##### Extracto original #####
El rendimiento de la memoria se correlaciona con la edad de inicio de la epilepsia y la duración de las crisis convulsivas. Así, un rendimiento cognitivo inferior se asocia con la duración más prolongada de los episodios convulsivos y el inicio de las convulsiones en edades más avanzadas.
Por otra parte, el uso de fármacos antiepilépticos y, más aún, cuando se requiere de varios de ellos, disminuye la cognición. En general, las personas que toman un solo medicamento muestran dificultades en el aprendizaje verbal y a la hora de definir y desarrollar las ideas, mientras que las que reciben varios fármacos tienen mayores dificultades en la atención, la memoria inmediata y a la hora de realizar actividades mentales complejas como las que suponen la organización y planificación de las actividades de la vida diaria.
Cuando comparamos población mayor, de la misma edad, con y sin epilepsia, se observa un ligero deterioro cognitivo, semejante al que sufren las personas con deterioro cognitivo leve amnésico, que es frecuente en la población de edad avanzada. También influyen en este deterioro los procesos ansiosos y depresivos que de manera frecuente sufren estas personas, y que afectan sobre todo a la memoria y a la fluidez verbal, repercutiendo globalmente en la cognición. Por otra parte, no podemos obviar que, en esta población de mayor edad, la epilepsia suele ir asociada a otros procesos médicos como la hipertensión, dislipidemia y diabetes, entre otros, que constituyen también factores de riesgo para el deterioro cognitivo y para la enfermedad de Alzheimer.
##### Datos para revisar #####
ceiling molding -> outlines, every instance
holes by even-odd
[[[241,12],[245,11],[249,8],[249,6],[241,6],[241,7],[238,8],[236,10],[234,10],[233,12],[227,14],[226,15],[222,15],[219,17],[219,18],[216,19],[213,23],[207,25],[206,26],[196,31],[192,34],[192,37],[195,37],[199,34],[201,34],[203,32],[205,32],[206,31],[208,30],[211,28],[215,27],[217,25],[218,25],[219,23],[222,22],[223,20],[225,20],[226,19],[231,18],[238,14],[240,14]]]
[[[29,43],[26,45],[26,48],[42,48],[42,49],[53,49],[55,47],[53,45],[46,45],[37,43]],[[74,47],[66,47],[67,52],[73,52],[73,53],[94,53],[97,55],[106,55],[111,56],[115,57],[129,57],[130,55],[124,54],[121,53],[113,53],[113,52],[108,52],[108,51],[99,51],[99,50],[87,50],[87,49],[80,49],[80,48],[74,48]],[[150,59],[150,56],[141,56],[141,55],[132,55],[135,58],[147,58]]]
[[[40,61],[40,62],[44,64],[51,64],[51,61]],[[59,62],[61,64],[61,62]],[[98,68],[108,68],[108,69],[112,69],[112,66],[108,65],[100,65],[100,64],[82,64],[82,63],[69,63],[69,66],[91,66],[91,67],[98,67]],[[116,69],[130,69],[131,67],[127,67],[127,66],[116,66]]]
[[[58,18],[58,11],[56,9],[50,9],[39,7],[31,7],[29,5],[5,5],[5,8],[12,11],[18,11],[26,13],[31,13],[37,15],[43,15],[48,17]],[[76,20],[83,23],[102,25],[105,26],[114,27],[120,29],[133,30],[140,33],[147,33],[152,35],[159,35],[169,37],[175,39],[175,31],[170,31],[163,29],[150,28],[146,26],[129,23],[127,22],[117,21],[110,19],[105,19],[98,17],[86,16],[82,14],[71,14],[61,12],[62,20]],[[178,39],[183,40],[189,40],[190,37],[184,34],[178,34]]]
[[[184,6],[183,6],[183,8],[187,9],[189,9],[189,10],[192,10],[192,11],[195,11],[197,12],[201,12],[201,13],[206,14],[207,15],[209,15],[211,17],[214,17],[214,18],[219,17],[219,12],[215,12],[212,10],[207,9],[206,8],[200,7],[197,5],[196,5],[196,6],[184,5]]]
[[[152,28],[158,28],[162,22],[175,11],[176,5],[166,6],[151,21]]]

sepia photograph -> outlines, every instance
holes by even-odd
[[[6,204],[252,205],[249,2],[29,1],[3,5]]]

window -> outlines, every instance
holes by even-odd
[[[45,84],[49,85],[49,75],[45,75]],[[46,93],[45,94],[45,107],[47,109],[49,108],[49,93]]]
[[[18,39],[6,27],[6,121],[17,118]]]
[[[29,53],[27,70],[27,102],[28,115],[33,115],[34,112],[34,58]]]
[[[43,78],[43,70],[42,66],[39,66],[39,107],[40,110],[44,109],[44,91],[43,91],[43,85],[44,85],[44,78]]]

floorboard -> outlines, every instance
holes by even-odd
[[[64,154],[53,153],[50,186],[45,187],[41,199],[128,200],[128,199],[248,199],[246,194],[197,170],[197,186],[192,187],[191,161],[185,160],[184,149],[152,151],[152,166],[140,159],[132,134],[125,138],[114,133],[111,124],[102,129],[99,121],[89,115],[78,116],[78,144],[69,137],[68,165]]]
#####
Explora el material:
• A. Actualiza el tramo del texto sobre la epilepsia y la cognición que va desde "El rendimiento de" hasta "la vida diaria.", y cambia "fármacos" por "medicamentos".
• B. Prolonga el texto sobre la epilepsia y la cognición a partir del punto en que termina.

Lista de respuestas:
• A.
El rendimiento de la memoria se correlaciona con la edad de inicio de la epilepsia y la duración de las crisis convulsivas. Así, un rendimiento cognitivo inferior se asocia con la duración más prolongada de los episodios convulsivos y el inicio de las convulsiones en edades más avanzadas.
Por otra parte, el uso de medicamentos antiepilépticos y, más aún, cuando se requiere de varios de ellos, disminuye la cognición. En general, las personas que toman un solo medicamento muestran dificultades en el aprendizaje verbal y a la hora de definir y desarrollar las ideas, mientras que las que reciben varios medicamentos tienen mayores dificultades en la atención, la memoria inmediata y a la hora de realizar actividades mentales complejas como las que suponen la organización y planificación de las actividades de la vida diaria.

• B.
Se ha observado que los pacientes con enfermad de Alzheimer presentan crisis epilépticas con más frecuencia que la población general de la misma edad. El riesgo de padecerlas es mayor en las primeras etapas de la enfermedad, sobre todo en aquellas presentaciones que aparecen antes de los 60 años y en las formas hereditarias. De hecho, existe evidencia científica que señala que entre un 10 y un 22 % de los pacientes con enfermedad de Alzheimer presentarán una convulsión, y que hasta el 5 % sufrirán epilepsia, cifra que aumenta hasta el 17 % cuando se realizan estudios neuropatológicos de personas diagnosticadas de enfermad de Alzheimer.
Las crisis epilépticas en la enfermedad de Alzheimer a menudo pasan desapercibidas, ya que en muchos de los casos su manifestación clínica no es en forma de crisis convulsiva, y esto hace que sea más difícil de detectar. En esta enfermedad, la epilepsia suele presentarse como fluctuaciones en el comportamiento, con agravamiento temporal de la memoria o episodios de ausencia breves.
Aunque no existe evidencia científica de que el sufrir epilepsia sea factor de riesgo para el desarrollo de demencia o de la enfermedad de Alzheimer, sí que podemos señalar que las personas epilépticas pueden mostrar deterioro cognitivo leve, que en gran medida se ha atribuido a los fármacos antiepilépticos o a los factores psicológicos acompañantes.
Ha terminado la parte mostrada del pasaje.